[Source passage]
How to Prepare for Japan’s New Business Manager Visa Rules (Effective October 16, 2025)
Japan’s “Business Manager” visa (経営・管理) has long been a gateway for foreign entrepreneurs who want to start or run a business here. It’s the visa that allows a person to establish and operate a company, hire staff, open a bank account, rent an office, and reside legally in Japan as the organization’s representative director or executive.
Since October 16, 2025, the rules have changed, affecting many foreign entrepreneur, small-business owner, and even existing visa holder. The new regulation, announced by Japan’s Immigration Services Agency under the Ministry of Justice, tightens eligibility, raises capital requirements, and introduces new conditions for experience, staffing, and documentation.
This blog explains what is changing, why the government decided to act, and what foreign entrepreneurs should do to prepare.
This blog covers:
1. What Is the Business Manager Visa?
2. Why the Change?
3. The New Rules from October 16, 2025
4. Impact on Entrepreneurs and Small Businesses
5. Possible Alternatives and Future Paths
6. Practical Preparation Tips
7. Q&A
8. Wrap Up
1. What Is the Business Manager Visa?
The Business Manager visa (在留資格「経営・管理」) is one of Japan’s “work” visa categories, designed for individuals who either manage a business or invest and oversee its operations. Over 10,000 issued annually pre-2025.
Typical holders are company founders, branch managers, or senior executives of foreign-owned subsidiaries.

[Exercises]
**a)** From the Business Manager visa article, extract the stretch from "This blog explains" through "Why the Change?".
**b)** According to the Business Manager visa article, which body announced the new regulation?
**c)** Rewrite the paragraph of the Business Manager visa article that begins "Since October 16, 2025, the rules have changed" as a bulleted list that keeps its main facts.

[Provided records]
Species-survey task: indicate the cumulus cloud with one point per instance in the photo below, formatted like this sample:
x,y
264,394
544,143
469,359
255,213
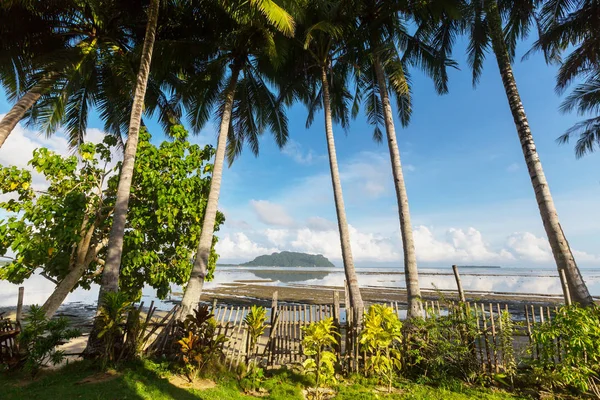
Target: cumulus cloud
x,y
296,152
271,213
238,246
514,167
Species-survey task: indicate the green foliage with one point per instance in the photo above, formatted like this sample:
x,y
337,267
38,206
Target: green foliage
x,y
251,376
319,339
255,321
381,337
46,229
505,347
442,347
39,339
199,347
110,321
290,259
577,329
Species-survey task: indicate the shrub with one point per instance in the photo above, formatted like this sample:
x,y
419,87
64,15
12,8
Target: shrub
x,y
110,321
39,339
319,339
442,347
380,338
568,349
255,321
199,345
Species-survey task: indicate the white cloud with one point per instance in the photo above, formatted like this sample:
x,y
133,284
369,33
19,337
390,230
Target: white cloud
x,y
238,246
320,224
271,213
526,246
514,167
296,152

[Results for each task]
**a)**
This blog explains what is changing, why the government decided to act, and what foreign entrepreneurs should do to prepare.
This blog covers:
1. What Is the Business Manager Visa?
2. Why the Change?

**b)** Japan's Immigration Services Agency, under the Ministry of Justice, announced it.

**c)**
- The rules changed on October 16, 2025.
- The change affects foreign entrepreneurs, small-business owners, and existing visa holders.
- Japan's Immigration Services Agency, under the Ministry of Justice, announced the new regulation.
- It tightens eligibility.
- It raises capital requirements.
- It introduces new conditions for experience, staffing, and documentation.